═════ Task inputs

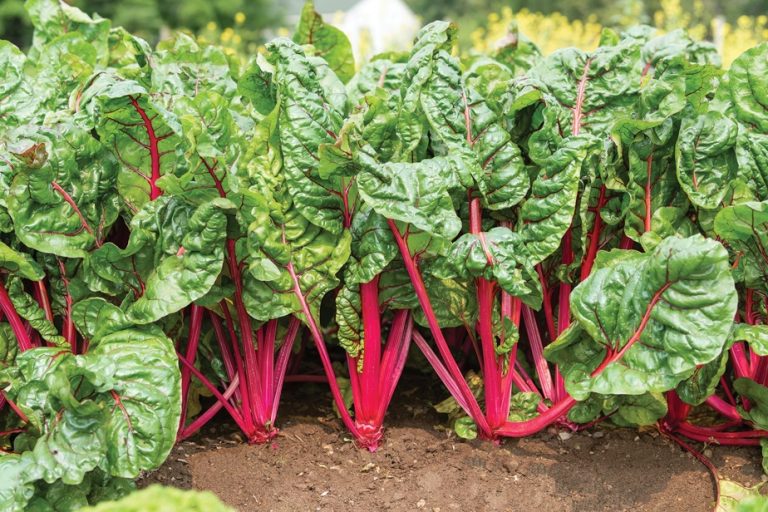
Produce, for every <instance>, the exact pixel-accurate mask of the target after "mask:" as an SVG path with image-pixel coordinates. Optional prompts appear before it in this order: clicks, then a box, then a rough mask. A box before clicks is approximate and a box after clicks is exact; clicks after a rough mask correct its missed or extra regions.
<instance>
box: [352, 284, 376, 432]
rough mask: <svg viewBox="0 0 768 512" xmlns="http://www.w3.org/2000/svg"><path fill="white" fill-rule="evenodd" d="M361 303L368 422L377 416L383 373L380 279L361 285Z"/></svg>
mask: <svg viewBox="0 0 768 512" xmlns="http://www.w3.org/2000/svg"><path fill="white" fill-rule="evenodd" d="M360 301H361V304H362V317H363V333H364V335H363V343H364V349H363V373H362V375H361V376H360V384H361V386H360V387H361V391H362V400H363V403H362V404H361V410H362V413H363V417H362V418H355V420H356V421H357V422H358V423H359V422H360V421H365V422H368V421H370V420H371V419H372V418H373V417H375V415H376V412H375V411H376V406H377V403H378V401H379V375H380V373H381V319H380V316H379V278H378V276H377V277H375V278H374V279H373V280H371V281H370V282H368V283H363V284H361V285H360Z"/></svg>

══════════

What this task involves —
Return every line of the data above that contains the string "fill".

Finished task —
rough mask: <svg viewBox="0 0 768 512" xmlns="http://www.w3.org/2000/svg"><path fill="white" fill-rule="evenodd" d="M361 303L368 422L377 416L383 373L380 279L361 285Z"/></svg>
mask: <svg viewBox="0 0 768 512" xmlns="http://www.w3.org/2000/svg"><path fill="white" fill-rule="evenodd" d="M360 301H361V304H362V317H363V333H364V335H363V343H364V349H363V373H362V375H361V376H360V384H361V386H360V387H361V391H362V400H363V403H362V404H361V410H362V413H363V417H362V418H355V420H356V421H357V422H358V423H359V422H360V421H365V422H368V421H370V420H371V419H372V418H373V417H375V415H376V412H375V411H376V406H377V403H378V401H379V375H380V373H381V319H380V316H379V278H378V276H377V277H375V278H374V279H373V280H371V281H370V282H368V283H363V284H361V285H360Z"/></svg>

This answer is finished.